**Action item:**
Pick each line that has "roman" out of the records.

Input data section start

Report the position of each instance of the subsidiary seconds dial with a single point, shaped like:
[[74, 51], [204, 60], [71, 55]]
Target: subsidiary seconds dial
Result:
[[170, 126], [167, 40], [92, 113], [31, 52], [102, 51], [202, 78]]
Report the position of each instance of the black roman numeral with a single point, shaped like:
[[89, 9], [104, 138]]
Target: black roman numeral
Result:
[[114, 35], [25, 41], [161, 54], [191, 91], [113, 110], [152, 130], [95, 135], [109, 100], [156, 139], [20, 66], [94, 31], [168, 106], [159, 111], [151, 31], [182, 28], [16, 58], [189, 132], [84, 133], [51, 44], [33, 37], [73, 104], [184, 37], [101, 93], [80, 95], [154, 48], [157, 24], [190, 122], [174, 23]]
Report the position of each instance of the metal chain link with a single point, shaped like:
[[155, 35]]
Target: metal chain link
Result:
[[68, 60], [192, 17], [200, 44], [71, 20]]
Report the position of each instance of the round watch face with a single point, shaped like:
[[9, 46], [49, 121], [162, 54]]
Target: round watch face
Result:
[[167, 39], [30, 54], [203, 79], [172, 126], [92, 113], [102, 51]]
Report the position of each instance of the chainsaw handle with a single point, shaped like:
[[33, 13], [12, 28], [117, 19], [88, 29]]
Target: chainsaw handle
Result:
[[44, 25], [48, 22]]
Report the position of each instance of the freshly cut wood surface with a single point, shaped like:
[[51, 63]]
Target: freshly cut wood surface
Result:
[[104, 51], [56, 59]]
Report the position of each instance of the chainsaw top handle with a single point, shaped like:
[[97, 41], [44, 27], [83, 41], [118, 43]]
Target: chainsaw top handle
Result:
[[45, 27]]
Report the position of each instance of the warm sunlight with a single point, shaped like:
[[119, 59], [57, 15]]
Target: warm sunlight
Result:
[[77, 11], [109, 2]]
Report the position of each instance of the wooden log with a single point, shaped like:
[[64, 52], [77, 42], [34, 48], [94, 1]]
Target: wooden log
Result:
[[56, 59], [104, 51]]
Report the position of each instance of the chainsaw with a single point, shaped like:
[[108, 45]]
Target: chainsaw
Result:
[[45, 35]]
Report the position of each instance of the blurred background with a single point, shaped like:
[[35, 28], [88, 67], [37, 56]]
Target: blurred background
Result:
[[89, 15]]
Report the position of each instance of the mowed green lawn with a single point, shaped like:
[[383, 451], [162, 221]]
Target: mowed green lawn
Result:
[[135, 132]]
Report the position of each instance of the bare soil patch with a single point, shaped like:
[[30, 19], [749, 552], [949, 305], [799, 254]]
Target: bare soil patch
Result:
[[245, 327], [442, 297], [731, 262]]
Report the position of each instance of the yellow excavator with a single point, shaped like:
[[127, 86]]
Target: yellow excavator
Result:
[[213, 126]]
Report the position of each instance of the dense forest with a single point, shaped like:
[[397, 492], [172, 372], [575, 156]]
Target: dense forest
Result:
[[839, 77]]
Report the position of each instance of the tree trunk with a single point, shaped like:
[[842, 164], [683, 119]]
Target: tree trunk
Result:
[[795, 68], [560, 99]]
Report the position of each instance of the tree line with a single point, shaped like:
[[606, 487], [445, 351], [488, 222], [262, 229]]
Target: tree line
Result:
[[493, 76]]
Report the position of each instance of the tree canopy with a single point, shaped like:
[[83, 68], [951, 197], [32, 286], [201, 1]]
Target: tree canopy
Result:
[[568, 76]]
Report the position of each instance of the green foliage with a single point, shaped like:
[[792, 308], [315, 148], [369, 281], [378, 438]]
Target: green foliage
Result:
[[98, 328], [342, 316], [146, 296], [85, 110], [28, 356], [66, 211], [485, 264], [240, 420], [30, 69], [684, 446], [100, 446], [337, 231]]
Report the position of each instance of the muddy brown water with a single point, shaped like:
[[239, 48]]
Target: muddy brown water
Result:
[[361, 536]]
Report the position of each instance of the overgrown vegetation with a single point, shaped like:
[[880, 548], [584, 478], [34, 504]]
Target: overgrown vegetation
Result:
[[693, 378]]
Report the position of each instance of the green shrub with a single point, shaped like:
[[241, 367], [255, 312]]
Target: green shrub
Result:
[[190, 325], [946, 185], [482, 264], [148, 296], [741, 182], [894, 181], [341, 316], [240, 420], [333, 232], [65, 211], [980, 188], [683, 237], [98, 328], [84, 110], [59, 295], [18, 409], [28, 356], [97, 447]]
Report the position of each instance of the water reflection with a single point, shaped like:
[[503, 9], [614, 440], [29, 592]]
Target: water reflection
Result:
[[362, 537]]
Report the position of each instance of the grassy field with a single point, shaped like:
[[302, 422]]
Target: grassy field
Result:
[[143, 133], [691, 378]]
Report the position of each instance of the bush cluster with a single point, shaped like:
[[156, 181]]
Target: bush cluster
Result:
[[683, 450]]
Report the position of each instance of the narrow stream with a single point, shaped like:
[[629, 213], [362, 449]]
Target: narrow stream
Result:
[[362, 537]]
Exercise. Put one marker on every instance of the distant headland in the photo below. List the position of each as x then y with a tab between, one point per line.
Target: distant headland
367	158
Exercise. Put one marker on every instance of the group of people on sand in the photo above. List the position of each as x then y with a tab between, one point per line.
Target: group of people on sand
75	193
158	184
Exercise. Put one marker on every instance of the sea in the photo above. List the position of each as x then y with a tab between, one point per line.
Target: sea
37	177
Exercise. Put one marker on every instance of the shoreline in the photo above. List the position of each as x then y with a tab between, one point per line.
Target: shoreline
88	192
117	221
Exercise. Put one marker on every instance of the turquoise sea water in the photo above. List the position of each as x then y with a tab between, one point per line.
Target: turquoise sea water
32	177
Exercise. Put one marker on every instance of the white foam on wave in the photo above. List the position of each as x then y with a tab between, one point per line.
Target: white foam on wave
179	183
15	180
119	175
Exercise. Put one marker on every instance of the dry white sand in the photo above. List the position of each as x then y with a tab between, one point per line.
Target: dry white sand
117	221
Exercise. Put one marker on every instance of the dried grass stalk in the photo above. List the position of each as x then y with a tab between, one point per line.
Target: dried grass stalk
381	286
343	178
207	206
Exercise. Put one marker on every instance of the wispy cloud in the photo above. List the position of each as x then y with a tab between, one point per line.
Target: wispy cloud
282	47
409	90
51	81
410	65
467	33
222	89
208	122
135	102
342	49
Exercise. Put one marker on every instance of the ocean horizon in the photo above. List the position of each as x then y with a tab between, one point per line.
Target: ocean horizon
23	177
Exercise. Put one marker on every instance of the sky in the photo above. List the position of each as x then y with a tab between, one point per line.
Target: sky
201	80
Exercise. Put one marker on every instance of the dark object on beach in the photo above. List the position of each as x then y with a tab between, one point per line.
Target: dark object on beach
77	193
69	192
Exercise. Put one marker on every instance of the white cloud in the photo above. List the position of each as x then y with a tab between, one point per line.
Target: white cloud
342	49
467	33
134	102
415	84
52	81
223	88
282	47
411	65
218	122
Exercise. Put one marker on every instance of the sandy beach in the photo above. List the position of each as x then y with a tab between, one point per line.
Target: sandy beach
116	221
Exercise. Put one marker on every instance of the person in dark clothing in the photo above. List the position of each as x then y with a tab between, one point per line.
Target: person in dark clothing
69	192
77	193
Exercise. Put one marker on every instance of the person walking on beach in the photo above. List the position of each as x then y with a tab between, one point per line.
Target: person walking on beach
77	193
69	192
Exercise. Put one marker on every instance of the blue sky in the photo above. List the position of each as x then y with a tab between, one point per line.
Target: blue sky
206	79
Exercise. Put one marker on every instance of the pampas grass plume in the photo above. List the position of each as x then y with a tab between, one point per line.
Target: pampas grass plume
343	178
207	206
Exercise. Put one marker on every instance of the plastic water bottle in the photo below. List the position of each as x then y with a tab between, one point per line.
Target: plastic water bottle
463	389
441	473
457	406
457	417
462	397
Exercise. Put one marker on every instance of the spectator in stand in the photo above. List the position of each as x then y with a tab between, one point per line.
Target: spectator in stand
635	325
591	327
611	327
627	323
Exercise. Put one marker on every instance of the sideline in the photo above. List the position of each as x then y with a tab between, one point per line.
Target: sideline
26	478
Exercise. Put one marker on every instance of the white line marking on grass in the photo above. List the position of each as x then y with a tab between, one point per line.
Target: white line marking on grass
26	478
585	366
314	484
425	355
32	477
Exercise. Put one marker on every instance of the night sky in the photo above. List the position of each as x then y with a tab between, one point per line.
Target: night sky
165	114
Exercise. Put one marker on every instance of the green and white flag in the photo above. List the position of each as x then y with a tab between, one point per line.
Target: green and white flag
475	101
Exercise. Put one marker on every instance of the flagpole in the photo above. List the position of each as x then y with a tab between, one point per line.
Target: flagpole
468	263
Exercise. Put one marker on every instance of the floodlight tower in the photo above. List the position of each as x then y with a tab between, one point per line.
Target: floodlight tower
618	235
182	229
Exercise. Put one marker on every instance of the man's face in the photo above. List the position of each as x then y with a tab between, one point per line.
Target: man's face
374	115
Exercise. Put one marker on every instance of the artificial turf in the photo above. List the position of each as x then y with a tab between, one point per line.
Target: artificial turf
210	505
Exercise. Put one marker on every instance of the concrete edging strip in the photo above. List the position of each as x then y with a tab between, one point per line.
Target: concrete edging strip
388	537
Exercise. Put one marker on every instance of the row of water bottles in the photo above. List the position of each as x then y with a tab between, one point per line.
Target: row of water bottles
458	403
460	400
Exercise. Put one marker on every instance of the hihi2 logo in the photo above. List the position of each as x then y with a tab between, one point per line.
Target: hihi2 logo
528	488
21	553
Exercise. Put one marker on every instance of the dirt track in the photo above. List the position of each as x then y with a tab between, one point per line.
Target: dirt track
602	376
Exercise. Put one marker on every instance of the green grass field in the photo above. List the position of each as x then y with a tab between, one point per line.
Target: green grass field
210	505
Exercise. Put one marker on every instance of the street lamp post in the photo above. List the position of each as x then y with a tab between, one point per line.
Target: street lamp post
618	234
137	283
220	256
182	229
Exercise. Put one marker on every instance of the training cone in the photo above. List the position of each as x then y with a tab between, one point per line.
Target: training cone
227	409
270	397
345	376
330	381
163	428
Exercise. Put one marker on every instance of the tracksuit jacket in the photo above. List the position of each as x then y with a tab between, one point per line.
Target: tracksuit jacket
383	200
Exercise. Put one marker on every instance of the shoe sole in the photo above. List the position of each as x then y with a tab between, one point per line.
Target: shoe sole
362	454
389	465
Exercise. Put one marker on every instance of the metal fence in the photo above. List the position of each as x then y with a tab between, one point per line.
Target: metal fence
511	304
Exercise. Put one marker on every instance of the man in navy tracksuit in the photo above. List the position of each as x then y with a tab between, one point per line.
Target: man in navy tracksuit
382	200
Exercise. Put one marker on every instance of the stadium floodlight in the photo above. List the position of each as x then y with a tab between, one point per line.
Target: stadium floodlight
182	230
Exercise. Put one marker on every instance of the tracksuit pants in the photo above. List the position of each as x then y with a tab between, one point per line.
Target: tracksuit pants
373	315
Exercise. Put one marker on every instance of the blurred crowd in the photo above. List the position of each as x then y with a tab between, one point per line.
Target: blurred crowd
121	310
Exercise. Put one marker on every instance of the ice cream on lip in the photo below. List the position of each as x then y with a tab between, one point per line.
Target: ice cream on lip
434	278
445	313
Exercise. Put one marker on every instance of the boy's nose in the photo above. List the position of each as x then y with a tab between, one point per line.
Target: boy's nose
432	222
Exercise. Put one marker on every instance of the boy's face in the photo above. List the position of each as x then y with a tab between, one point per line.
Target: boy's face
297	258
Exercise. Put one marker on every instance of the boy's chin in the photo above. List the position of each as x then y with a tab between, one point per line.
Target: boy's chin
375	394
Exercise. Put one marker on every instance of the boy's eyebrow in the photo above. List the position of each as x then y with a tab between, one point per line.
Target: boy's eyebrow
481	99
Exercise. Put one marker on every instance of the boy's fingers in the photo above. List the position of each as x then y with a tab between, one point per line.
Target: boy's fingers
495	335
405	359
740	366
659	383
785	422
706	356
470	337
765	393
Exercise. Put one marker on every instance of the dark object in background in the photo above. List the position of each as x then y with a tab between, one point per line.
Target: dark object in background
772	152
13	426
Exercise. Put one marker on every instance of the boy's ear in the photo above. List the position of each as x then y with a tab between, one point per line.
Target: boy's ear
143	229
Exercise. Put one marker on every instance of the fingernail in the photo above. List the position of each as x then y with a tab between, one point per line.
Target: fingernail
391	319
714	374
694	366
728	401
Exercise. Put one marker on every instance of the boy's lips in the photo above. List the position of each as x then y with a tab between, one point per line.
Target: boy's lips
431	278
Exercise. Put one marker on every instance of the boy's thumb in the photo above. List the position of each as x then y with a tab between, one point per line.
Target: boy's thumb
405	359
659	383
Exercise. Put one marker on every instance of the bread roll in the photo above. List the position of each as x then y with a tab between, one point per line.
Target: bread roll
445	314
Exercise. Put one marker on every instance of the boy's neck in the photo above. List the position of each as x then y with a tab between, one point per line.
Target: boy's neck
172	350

Input data section end

**Reply to the task:**
Report the position of each instance of the black roman numeral with a single point, shaped like:
Target: black roman numeral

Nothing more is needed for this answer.